[REQUIRED WORK]
- a) Can you write out the stretch of the review of Madea Goes To Jail from "It would be" through "in a movie?"?
- b) How would the review of Madea Goes To Jail go on? Write the next part, picking up right after its final sentence.

[TEXT TO READ]
○ ○ ○
I think part of it is that the non-Madea related storylines are getting more tangential with each installment. At least in the first three movies, the main characters were related to her or at least somehow connected to this increasingly large extended family, so it made sense to follow them. In Madea Goes To Jail, the main character is just some guy that happens to barely cross paths with Madea in the first few minutes, then we follow his emotional journey trying to save the life of a prostitute, but until the incredibly flimsy attempt to make a connection in the third act, I'm constantly left to wonder why I should care about any of these people.
It would be different if these dramatic distractions had any sort of depth to them, but they almost always play out in the most predictable way, ending in the most obvious of hamfisted lessons, typically shoved down our throats with a healthy dose of Praise the Lord that never seems to really add anything, and I would guess only serves to alienate those who might be receptive to the message but aren't religious. Am I missing something, or did Tyler Perry just devote a significant amount of time in his movie to teach us all the valuable and oh-so-hard-to-independently-grasp notion that being a drug addicted prostitute is bad for you? I'm pretty sure even most drug addicted prostitutes know that. Is there really a large segment of the population that needs to find this out in a movie?
Thankfully, this tripe is only about 50% of the film, the rest devoted to Madea's various run ins with the law, which as I eluded to above is actually a touch better than usual. She gets a few funny lines in here and there, and I actually laughed out loud at a scene where her reputation has resulted in an entire SWAT team sent to take her down with helicopters over head. Still, a lot of the comedic potential of this premise is wasted on scenes that could have been funny, if only Perry knew where to find the humor in them. An anger management session with Dr. Phil is a prime example, where you expect something more than what we ultimately get, where instead of escalating things to a natural conclusion, they just sort of peter out before any fun is to be had.
○ ○ ○
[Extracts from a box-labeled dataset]
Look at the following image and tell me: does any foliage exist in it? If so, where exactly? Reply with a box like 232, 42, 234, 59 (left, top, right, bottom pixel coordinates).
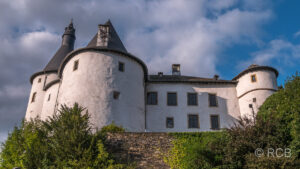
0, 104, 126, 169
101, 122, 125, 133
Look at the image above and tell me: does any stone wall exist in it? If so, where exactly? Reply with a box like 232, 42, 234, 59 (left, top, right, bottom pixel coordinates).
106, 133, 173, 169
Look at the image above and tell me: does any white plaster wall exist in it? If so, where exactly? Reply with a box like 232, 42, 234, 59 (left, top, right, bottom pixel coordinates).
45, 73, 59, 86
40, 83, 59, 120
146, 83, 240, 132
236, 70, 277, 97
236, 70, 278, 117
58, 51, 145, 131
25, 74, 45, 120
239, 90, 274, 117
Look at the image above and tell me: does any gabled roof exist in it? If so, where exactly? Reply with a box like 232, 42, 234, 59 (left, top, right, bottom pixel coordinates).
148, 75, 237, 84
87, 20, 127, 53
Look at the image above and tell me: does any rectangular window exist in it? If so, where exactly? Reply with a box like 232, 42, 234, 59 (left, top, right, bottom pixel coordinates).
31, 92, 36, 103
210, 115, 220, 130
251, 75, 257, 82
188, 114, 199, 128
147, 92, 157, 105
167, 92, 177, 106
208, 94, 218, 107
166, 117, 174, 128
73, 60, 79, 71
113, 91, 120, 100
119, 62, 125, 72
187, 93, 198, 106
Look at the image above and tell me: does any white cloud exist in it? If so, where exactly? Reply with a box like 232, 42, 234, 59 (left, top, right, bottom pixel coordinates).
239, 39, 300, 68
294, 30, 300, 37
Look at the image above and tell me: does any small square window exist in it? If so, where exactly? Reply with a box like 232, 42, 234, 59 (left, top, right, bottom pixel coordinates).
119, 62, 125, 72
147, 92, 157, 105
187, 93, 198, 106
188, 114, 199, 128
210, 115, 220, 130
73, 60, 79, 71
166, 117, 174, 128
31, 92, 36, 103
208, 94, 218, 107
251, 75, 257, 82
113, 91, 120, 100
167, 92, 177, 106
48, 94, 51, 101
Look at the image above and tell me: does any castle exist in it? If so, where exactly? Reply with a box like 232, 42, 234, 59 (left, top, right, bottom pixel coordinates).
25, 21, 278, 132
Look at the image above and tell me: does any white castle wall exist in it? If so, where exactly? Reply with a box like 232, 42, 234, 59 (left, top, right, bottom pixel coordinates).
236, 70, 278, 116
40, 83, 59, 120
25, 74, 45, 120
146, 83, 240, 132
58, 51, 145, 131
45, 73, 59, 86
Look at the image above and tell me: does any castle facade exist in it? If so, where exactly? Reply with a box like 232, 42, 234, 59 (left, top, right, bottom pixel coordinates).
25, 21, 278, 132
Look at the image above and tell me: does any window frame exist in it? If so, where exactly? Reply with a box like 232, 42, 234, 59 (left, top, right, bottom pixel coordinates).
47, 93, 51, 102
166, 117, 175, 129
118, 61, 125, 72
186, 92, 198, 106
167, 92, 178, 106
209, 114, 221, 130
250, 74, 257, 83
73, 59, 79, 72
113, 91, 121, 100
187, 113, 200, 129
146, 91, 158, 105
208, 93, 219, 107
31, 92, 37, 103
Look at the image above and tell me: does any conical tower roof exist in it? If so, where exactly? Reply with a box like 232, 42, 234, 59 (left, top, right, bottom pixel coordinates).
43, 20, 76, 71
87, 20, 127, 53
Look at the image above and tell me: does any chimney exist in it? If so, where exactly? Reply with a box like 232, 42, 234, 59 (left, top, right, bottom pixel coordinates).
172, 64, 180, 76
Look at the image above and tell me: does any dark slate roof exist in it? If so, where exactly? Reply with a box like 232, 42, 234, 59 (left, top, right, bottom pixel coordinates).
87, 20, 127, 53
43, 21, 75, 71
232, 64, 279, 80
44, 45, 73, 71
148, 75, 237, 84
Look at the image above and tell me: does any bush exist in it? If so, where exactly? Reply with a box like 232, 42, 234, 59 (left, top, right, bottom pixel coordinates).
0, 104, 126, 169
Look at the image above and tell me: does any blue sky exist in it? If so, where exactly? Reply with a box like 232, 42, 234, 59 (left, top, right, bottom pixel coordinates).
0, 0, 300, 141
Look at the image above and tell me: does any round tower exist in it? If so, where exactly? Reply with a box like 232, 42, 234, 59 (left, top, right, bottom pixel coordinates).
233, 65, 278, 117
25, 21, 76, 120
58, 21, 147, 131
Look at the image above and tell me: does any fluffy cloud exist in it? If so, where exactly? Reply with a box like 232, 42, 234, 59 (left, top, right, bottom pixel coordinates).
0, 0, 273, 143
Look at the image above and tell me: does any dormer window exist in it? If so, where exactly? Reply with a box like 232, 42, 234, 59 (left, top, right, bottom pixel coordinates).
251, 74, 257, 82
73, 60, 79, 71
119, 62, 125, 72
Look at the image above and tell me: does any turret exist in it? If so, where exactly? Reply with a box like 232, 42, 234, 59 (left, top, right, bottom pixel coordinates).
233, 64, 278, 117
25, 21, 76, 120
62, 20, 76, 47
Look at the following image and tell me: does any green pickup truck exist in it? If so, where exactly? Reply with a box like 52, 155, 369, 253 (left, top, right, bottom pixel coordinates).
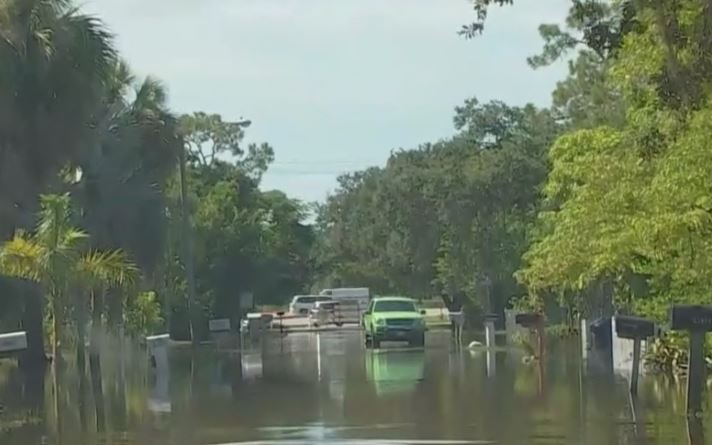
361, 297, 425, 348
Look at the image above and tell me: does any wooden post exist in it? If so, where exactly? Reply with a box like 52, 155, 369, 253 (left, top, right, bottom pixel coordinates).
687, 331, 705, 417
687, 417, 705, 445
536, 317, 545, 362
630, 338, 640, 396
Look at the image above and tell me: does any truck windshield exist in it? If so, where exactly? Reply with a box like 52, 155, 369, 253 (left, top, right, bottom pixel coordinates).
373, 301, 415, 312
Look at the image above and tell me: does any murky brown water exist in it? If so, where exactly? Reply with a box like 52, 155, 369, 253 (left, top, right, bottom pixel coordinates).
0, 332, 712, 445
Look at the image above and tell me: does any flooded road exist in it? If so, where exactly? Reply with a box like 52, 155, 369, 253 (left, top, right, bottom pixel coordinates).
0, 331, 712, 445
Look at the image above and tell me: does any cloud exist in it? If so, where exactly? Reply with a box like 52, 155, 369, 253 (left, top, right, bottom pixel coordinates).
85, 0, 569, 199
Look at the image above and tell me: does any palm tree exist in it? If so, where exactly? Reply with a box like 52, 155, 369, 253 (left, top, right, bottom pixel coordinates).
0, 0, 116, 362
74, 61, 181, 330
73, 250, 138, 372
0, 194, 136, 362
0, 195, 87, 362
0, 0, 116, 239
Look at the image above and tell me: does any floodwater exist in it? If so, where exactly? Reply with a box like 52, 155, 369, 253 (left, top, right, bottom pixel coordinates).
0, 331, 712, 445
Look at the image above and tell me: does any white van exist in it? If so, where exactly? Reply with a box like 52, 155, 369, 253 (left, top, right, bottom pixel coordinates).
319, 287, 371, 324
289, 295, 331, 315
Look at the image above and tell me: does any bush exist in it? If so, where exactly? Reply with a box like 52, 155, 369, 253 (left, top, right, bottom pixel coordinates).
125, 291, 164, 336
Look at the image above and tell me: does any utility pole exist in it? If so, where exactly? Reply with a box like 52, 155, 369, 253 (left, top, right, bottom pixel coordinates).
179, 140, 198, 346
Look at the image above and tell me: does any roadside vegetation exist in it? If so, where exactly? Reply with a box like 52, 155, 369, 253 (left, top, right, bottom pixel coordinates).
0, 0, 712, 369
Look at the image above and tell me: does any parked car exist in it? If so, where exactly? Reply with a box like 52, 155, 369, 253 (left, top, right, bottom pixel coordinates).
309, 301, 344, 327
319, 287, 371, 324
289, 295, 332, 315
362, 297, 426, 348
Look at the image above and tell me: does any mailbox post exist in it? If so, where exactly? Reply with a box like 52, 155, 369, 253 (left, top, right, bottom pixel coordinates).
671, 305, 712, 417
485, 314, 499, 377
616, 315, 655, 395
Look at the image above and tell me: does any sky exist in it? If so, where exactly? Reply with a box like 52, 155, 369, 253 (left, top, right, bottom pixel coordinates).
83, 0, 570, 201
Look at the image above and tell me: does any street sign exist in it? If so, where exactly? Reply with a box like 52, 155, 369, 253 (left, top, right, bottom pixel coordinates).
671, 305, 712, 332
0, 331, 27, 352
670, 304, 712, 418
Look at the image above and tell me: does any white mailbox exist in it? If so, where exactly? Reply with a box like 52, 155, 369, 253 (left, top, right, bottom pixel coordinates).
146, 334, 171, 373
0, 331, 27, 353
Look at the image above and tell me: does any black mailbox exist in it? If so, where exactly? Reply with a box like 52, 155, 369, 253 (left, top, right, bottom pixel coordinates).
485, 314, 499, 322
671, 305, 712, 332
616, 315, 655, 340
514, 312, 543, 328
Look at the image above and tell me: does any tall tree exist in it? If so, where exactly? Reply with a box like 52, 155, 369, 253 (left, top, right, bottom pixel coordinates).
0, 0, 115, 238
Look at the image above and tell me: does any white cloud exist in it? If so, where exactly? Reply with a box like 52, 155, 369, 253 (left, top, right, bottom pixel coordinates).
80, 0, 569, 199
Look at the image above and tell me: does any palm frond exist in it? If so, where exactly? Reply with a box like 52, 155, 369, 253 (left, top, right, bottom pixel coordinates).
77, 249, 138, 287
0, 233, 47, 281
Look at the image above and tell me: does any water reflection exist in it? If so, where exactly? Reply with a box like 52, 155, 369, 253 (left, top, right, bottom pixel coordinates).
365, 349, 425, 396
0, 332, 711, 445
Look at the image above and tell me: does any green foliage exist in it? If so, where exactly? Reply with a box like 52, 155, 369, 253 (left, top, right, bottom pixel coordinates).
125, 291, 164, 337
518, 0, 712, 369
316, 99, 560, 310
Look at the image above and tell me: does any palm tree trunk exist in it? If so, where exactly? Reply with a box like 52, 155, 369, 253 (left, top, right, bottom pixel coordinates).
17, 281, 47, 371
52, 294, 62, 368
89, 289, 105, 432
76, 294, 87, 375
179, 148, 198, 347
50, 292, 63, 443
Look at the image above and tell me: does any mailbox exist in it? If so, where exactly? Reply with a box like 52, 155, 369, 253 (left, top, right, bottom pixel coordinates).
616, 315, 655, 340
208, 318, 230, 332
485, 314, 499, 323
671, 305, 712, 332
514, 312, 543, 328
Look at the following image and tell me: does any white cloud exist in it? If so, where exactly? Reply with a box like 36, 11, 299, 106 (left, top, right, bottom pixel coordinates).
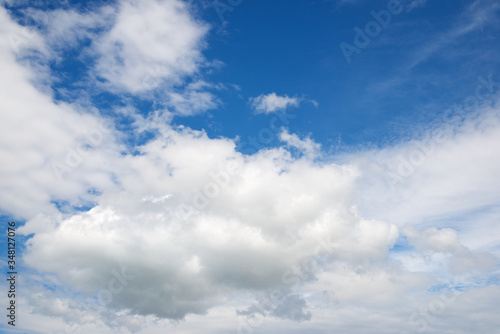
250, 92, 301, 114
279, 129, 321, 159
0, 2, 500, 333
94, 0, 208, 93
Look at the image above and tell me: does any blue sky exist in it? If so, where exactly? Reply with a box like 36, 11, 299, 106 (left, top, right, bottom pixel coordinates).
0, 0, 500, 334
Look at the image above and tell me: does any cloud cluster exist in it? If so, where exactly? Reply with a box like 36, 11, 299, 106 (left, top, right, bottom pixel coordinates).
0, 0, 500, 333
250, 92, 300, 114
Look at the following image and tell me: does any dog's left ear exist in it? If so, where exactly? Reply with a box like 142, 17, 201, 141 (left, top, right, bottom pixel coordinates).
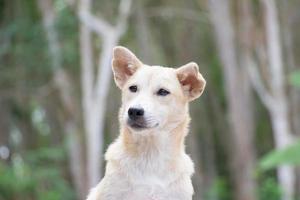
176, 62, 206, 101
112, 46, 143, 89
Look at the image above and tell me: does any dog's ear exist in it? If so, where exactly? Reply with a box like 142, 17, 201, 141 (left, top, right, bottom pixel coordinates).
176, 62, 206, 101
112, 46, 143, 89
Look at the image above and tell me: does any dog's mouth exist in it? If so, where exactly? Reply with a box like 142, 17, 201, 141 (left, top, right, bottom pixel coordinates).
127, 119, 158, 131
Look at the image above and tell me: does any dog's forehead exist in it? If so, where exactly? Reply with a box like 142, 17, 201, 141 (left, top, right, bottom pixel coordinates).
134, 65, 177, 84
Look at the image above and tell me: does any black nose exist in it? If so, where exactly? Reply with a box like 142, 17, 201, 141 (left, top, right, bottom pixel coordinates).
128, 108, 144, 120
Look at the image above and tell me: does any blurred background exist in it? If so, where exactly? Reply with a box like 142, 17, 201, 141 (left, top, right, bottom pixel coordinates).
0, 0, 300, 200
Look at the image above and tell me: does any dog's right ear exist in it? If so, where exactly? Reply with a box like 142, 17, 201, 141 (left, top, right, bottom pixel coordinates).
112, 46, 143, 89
○ ○ ○
[FINAL ANSWERS]
- a)
It would be different if these dramatic distractions had any sort of depth to them, but they almost always play out in the most predictable way, ending in the most obvious of hamfisted lessons, typically shoved down our throats with a healthy dose of Praise the Lord that never seems to really add anything, and I would guess only serves to alienate those who might be receptive to the message but aren't religious. Am I missing something, or did Tyler Perry just devote a significant amount of time in his movie to teach us all the valuable and oh-so-hard-to-independently-grasp notion that being a drug addicted prostitute is bad for you? I'm pretty sure even most drug addicted prostitutes know that. Is there really a large segment of the population that needs to find this out in a movie?

- b)
Also, the presence of the moralistic A story, devoted as it is to law and order, seems to undercut the premise upon which I'm supposed to find Madea's antics so amusing. I'm watching the prostitute learn why a life of crime and degeneracy is bad, and then I'm watching this other lady who refuses at every turn to learn the error of her ways. The fact is, Madea really should be in jail, and at no point do I ever question the court's many judgements to this effect, even as the movie seems to want me to. Madea fires a machine gun into a crowd , lets her road rage cause property damage, physically attacks people, and steals a forklift in order to destroy a car just for taking her spot. And she does all of this unapologetically, which would be fine if the rest of the movie was as amoral, but it is exactly the opposite.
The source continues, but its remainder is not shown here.